━━ Selected text ━━

New data over the last decade have forced us to relook at the possibility of a causal relationship between high uric acid levels and chronic kidney disease (CKD). A steady stream of epidemiologic data has shown that elevated serum uric acid level is an independent risk factor for incident kidney disease in the general population (see here as well). The next question is, “Should we treat high uric acid level in an asymptomatic CKD patient, or even in a perfectly normal patient?
In an attempt to answer this question, a randomized study from 2010 showed that treatment of high uric acid with allopurinol could prevent a decline in GFR in patients with CKD over two years of follow-up. And now, the recently published results of a post hoc analysis from Goicoechea et al confirm that long term treatment with allopurinol not only slows progression of CKD, but also reduces cardiovascular risk. This conclusion is based on a seven-year follow-up period. Could this be compelling evidence for uric acid lowering therapy to be considered a standard intervention for slowing CKD progression? Does this data suggest at-risk patients should be treated to prevent incident CKD? Corresponding author Dr Marian Goicoechea (MG) discussed this study with Dr. Veeraish Chauhan (eAJKD), eAJKD Contributor.
eAJKD: Do you think asymptomatic hyperuricemia merits treatment in CKD patients?
MG: Numerous epidemiologic studies have shown an association between hyperuricemia and the risk of kidney disease. Although this finding is not universal, we think there is sufficient epidemiologic data to try to establish a causal relationship between hyperuricemia and progression of kidney disease. Currently, there are some small published studies showing that lowering uric acid prevents progression of CKD. While our long-term follow up study reinforce these data, larger, multicenter, and randomized studies are needed to confirm these findings.
eAJKD: There is literature to support using allopurinol to reduce CV and kidney outcomes in CKD patients. How is your analysis different?
MG: Our study is the first to confirm that long-term treatment with allopurinol slows the progression of chronic kidney disease and prevents the entry on dialysis. Until now all the published studies have short follow up. This study extends the follow up to 7 years. Furthermore, it is the first study that uses hard end-points, such as entering dialysis or doubling of serum creatinine. In relation to cardiovascular risk, our study also shows that treatment with allopurinol reduces long-term cardiovascular risk.

━━━

*Required tasks*:
1. In the uric acid interview, how long was the follow-up period of the analysis by Goicoechea et al?
2. What qualities does Dr. Goicoechea say, in the uric acid interview, that the studies needed to confirm the findings should have? List all of them.
3. Copy the stretch of the uric acid interview from "MG: Our study" through "long-term cardiovascular risk.", word for word.

━━ Data ━━

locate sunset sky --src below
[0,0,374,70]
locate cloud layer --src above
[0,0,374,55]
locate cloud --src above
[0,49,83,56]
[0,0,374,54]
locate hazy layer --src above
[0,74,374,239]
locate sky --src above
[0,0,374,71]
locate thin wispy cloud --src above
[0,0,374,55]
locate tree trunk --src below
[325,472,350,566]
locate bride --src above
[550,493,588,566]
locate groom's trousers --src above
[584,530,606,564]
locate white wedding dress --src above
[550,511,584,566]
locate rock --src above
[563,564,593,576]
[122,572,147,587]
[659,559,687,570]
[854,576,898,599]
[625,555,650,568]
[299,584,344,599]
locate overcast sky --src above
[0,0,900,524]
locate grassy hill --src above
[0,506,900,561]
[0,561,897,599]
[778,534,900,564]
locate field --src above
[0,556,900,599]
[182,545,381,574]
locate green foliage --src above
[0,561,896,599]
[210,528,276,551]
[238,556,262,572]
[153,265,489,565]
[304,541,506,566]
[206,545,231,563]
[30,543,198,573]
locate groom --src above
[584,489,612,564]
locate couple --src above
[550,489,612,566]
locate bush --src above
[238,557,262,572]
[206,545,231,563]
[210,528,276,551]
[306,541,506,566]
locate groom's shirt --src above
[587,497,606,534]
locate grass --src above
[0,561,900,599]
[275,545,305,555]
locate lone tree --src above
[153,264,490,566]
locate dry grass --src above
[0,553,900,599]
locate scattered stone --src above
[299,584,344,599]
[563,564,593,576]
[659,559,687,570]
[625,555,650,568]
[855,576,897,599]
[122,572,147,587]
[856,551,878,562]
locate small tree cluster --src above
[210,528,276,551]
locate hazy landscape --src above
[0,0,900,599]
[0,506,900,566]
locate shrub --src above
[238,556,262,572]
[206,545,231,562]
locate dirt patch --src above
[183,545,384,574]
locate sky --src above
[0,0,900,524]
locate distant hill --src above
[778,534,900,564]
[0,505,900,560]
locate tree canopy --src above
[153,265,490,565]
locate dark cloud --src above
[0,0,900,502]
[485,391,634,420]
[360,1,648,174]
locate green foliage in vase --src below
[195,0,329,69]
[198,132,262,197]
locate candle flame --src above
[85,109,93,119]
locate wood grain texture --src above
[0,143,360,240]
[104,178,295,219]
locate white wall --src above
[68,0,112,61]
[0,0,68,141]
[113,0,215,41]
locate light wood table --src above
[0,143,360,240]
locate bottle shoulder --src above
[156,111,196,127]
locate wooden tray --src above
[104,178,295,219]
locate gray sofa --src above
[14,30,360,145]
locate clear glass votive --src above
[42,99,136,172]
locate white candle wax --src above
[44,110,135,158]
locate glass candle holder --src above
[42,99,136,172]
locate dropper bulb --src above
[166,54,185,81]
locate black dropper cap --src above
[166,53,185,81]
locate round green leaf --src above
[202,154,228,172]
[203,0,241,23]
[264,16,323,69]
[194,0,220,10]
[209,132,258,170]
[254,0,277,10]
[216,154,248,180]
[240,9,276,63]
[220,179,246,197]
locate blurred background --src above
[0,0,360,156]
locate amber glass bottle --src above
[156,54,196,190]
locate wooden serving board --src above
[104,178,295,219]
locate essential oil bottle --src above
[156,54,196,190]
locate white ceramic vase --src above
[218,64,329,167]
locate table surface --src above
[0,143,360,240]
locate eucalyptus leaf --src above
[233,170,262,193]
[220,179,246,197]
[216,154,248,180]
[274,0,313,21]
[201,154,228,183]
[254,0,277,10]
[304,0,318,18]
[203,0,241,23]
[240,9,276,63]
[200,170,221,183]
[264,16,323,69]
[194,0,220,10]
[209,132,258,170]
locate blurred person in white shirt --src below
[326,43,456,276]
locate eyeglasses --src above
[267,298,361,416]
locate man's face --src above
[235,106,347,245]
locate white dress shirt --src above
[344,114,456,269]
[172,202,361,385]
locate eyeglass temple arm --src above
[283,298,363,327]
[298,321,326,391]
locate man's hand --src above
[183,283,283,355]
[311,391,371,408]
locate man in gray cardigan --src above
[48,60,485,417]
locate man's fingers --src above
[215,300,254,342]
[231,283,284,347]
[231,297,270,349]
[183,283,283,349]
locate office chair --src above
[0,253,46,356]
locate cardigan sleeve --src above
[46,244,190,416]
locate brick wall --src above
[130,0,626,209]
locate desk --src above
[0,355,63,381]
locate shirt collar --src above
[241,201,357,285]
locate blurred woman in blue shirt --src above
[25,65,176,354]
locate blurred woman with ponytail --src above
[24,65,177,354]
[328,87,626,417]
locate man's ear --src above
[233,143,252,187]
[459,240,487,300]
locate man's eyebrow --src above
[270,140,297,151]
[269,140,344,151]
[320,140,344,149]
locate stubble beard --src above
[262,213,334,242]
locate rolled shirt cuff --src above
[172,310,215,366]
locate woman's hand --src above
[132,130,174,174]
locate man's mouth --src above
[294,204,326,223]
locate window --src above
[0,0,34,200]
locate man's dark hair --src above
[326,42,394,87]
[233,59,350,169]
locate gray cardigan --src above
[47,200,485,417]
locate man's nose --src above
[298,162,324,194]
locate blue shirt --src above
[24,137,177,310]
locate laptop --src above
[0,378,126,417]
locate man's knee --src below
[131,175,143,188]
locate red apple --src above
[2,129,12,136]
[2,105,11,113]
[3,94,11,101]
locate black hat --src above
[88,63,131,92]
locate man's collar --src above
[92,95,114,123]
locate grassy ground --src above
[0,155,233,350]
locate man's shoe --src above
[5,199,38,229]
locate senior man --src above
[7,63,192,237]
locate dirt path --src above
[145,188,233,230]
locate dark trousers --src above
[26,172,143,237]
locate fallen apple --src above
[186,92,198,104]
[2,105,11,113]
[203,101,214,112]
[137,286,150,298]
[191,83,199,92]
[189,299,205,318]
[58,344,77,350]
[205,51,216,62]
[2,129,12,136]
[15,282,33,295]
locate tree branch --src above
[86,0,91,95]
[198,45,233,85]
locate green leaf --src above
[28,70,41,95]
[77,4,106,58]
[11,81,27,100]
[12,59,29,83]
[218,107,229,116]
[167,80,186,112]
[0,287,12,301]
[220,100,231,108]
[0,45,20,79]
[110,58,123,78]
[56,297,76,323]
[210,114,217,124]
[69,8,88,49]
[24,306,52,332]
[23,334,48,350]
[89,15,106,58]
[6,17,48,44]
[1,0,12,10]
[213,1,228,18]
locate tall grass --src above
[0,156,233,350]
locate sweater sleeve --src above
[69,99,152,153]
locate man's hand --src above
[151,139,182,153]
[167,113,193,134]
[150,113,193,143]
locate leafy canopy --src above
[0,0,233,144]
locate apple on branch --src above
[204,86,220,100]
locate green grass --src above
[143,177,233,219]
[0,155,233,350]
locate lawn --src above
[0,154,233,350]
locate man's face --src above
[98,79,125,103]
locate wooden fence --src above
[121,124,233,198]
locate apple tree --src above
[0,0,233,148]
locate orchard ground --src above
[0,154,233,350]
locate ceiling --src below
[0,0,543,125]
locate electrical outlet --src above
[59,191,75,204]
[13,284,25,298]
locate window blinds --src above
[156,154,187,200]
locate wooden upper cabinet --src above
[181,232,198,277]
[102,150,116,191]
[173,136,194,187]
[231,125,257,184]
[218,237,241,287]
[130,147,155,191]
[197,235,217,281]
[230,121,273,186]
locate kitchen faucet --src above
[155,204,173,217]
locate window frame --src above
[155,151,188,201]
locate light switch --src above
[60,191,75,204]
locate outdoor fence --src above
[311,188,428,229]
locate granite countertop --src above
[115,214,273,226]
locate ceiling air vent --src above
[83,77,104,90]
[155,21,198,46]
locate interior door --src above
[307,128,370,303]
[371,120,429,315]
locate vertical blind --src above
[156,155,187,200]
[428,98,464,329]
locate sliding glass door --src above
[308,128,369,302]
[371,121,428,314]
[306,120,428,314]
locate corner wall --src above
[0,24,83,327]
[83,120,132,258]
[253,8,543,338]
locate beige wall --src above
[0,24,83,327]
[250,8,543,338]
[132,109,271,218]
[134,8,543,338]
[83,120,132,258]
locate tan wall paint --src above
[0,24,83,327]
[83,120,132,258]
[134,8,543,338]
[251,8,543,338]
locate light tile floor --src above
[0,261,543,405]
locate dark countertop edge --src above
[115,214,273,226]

━━━

*Replies*:
1. Seven years.

2. Larger, multicenter, and randomized.

3.
MG: Our study is the first to confirm that long-term treatment with allopurinol slows the progression of chronic kidney disease and prevents the entry on dialysis. Until now all the published studies have short follow up. This study extends the follow up to 7 years. Furthermore, it is the first study that uses hard end-points, such as entering dialysis or doubling of serum creatinine. In relation to cardiovascular risk, our study also shows that treatment with allopurinol reduces long-term cardiovascular risk.